- WHAT THIS TASK INVOLVES -
Read the records below. Copy each line where the string "image" occurs.

▬▬▬▬▬▬▬▬▬▬

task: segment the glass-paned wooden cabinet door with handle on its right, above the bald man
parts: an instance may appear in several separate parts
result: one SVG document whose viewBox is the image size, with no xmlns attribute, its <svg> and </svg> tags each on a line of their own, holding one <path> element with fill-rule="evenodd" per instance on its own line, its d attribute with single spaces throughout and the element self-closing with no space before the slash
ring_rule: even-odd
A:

▬▬▬▬▬▬▬▬▬▬

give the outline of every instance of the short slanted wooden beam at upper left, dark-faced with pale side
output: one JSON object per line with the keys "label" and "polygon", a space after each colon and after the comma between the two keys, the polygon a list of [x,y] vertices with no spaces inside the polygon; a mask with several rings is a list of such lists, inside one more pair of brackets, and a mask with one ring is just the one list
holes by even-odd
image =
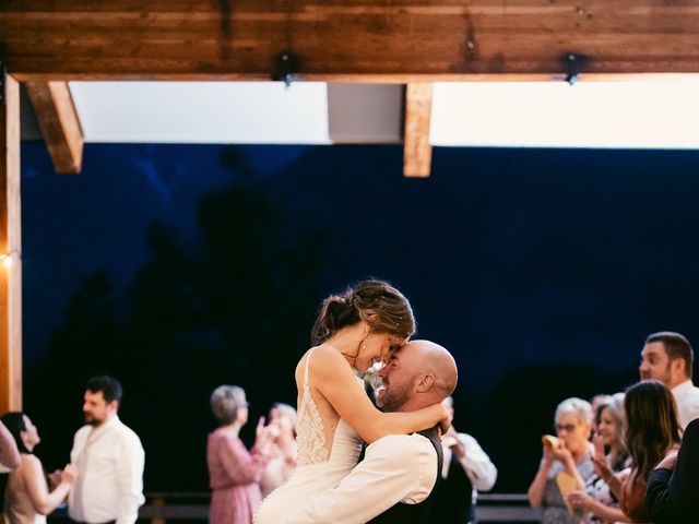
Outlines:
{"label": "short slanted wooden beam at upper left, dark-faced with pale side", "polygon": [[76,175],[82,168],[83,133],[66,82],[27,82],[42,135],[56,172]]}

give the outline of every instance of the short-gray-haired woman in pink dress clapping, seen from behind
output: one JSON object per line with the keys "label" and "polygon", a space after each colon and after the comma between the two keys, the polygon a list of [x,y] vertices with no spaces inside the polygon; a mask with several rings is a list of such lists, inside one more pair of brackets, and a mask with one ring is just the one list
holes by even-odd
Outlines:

▬▬▬▬▬▬▬▬▬▬

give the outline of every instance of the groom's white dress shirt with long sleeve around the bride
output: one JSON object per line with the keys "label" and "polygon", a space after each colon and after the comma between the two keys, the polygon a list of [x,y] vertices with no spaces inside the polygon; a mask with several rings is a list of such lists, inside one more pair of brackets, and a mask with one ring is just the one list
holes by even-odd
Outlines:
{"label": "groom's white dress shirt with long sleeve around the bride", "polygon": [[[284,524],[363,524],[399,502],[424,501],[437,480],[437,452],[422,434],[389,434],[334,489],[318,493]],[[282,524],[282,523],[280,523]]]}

▬▬▬▬▬▬▬▬▬▬

- EXPECTED ANSWER -
result: one SVG document whose viewBox is the image size, with no xmlns attribute, its <svg> and </svg> tags each on a line of their own, holding one <path> element with fill-rule="evenodd" per instance on its own line, its d attribute with single spaces throughout and the element self-closing with no space before the slash
image =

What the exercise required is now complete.